Your task is to return the line containing "Objective — one dot per instance of the man in striped" plus every line after it, exactly and with nothing added.
═══ Exercise input ═══
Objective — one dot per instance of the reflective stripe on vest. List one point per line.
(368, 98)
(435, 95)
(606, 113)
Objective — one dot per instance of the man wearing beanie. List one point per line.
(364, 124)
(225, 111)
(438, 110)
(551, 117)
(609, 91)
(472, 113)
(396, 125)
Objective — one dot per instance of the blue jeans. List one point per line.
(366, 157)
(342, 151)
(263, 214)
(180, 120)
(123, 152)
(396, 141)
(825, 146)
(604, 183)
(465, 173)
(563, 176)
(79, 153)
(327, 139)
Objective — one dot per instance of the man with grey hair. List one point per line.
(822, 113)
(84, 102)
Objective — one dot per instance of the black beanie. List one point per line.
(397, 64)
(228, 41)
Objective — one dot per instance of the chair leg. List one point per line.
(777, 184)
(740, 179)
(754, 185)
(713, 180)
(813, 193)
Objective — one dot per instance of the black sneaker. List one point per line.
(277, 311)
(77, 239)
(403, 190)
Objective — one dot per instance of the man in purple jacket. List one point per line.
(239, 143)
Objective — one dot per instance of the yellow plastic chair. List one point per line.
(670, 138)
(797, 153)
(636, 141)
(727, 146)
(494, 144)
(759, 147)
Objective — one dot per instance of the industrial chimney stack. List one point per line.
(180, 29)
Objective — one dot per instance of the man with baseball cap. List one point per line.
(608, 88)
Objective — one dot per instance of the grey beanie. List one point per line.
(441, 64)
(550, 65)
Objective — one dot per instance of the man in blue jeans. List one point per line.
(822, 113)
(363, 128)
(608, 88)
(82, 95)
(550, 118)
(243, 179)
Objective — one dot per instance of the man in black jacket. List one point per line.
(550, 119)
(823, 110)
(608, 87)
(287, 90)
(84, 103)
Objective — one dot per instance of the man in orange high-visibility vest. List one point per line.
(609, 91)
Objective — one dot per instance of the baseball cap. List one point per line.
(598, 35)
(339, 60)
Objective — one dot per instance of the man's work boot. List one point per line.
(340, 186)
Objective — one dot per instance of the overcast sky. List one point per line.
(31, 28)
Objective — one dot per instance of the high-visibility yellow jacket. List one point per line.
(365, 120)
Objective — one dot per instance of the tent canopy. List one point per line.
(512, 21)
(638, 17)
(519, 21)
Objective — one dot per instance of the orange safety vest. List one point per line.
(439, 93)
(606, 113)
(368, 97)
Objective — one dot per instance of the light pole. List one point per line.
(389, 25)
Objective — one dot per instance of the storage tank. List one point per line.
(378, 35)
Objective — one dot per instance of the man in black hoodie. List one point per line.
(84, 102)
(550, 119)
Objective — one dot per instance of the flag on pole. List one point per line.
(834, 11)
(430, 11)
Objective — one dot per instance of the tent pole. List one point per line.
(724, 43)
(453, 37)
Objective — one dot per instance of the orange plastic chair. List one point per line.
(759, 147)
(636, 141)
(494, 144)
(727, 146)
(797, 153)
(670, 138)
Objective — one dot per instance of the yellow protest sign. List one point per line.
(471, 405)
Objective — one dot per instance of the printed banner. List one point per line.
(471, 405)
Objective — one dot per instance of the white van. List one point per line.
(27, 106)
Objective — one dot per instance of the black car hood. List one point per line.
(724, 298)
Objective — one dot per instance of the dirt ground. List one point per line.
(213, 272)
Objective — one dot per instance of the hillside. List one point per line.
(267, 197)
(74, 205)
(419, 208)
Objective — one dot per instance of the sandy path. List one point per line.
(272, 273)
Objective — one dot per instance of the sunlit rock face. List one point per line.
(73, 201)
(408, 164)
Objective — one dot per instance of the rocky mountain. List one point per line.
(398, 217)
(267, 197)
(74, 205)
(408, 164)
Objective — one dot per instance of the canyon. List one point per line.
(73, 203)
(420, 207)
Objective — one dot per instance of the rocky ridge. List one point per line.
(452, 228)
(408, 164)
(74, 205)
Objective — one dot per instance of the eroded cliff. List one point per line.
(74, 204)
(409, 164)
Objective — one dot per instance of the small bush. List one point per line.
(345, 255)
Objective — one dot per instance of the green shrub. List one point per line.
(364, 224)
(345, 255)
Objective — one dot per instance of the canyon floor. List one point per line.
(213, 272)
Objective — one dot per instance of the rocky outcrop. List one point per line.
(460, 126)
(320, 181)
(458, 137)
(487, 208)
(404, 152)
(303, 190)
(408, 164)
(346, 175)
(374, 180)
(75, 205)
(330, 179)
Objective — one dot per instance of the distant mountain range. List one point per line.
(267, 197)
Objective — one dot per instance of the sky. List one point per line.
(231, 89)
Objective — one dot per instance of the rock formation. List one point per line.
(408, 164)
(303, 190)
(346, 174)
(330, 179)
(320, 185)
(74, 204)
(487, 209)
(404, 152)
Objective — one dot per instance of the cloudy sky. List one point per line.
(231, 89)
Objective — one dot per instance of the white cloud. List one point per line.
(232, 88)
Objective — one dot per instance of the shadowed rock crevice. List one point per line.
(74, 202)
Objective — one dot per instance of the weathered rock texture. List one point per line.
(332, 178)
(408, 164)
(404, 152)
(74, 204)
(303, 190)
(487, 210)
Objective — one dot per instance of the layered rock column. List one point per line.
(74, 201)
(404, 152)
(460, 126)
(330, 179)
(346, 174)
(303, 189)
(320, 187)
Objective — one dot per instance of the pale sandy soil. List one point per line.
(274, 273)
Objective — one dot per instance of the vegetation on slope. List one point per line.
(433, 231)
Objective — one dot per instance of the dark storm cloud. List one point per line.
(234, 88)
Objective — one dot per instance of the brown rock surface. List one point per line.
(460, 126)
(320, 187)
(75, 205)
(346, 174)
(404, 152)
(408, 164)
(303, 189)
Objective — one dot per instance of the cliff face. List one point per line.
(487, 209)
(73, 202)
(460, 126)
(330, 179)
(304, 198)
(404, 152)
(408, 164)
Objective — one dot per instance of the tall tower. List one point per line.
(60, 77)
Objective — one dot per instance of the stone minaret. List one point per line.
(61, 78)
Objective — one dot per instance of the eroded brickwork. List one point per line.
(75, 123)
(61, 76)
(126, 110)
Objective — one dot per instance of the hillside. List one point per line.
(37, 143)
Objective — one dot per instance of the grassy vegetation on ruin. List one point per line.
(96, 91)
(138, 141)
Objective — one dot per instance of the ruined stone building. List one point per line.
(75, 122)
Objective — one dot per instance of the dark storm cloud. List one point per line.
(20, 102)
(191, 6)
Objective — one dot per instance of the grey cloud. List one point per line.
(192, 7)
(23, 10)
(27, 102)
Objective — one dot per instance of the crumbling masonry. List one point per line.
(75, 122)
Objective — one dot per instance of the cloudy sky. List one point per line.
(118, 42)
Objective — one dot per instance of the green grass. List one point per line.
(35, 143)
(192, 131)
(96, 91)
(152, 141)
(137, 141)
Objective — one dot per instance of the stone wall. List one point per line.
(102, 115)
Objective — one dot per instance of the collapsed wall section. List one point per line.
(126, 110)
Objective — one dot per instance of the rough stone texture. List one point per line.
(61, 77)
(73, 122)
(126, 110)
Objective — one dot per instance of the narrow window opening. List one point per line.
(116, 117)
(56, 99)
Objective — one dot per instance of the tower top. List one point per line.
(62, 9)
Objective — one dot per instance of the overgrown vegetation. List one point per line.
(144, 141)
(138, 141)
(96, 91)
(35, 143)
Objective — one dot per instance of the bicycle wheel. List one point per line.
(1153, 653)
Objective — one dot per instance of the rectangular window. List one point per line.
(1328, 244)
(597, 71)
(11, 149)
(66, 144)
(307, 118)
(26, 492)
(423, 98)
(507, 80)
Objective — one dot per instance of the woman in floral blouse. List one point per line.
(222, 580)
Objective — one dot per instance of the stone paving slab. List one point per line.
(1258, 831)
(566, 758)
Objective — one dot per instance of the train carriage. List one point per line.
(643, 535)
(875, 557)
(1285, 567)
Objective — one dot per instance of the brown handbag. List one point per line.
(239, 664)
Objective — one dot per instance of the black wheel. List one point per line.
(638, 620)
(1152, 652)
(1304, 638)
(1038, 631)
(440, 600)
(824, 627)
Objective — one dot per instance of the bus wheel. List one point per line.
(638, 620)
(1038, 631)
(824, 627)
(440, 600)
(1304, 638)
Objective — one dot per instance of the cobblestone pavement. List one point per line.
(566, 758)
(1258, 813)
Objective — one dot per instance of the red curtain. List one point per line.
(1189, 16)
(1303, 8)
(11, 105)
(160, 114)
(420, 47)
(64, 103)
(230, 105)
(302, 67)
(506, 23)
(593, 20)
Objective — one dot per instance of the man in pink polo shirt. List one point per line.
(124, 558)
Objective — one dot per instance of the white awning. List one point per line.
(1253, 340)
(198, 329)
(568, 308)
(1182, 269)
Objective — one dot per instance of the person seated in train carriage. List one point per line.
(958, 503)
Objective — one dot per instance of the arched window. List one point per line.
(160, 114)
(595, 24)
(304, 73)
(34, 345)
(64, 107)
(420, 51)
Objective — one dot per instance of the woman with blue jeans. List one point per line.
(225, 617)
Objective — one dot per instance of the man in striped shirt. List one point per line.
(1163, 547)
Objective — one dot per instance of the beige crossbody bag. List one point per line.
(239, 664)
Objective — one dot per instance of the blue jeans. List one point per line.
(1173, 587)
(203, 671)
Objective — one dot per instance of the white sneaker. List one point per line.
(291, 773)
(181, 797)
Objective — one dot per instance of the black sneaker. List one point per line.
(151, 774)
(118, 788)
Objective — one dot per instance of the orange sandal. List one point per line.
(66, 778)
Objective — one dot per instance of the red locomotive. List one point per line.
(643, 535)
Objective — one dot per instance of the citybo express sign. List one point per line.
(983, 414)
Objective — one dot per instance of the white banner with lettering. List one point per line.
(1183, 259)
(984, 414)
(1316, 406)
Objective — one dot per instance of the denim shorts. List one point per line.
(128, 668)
═══
:: Result of the task ::
Objective — one dot per instance of the man in striped shirt. List one point per line.
(1163, 547)
Objective — one dot per instance of the beige crossbody bag. List one point per line.
(239, 664)
Objective — one dot per instance of the blue jeans. List one point per line.
(1173, 587)
(203, 671)
Objective — one dot per instance of the white sneaker. List one point per line.
(291, 773)
(181, 797)
Objective — one dot per instance of the black sneaker. List one point per line.
(151, 774)
(118, 788)
Objective — one dot per instance of the orange sandal. List one point per line.
(66, 778)
Objective — one dot per instance of the red locomotive. List one point per line.
(643, 535)
Objective — one dot per instance of the citybo express sign. List one point per line.
(983, 414)
Objective — one dot per instance of the white banner with lettering. List one point per line.
(1183, 259)
(984, 414)
(1316, 406)
Objective — one dot per instance of the denim shorts. List one point per line.
(128, 668)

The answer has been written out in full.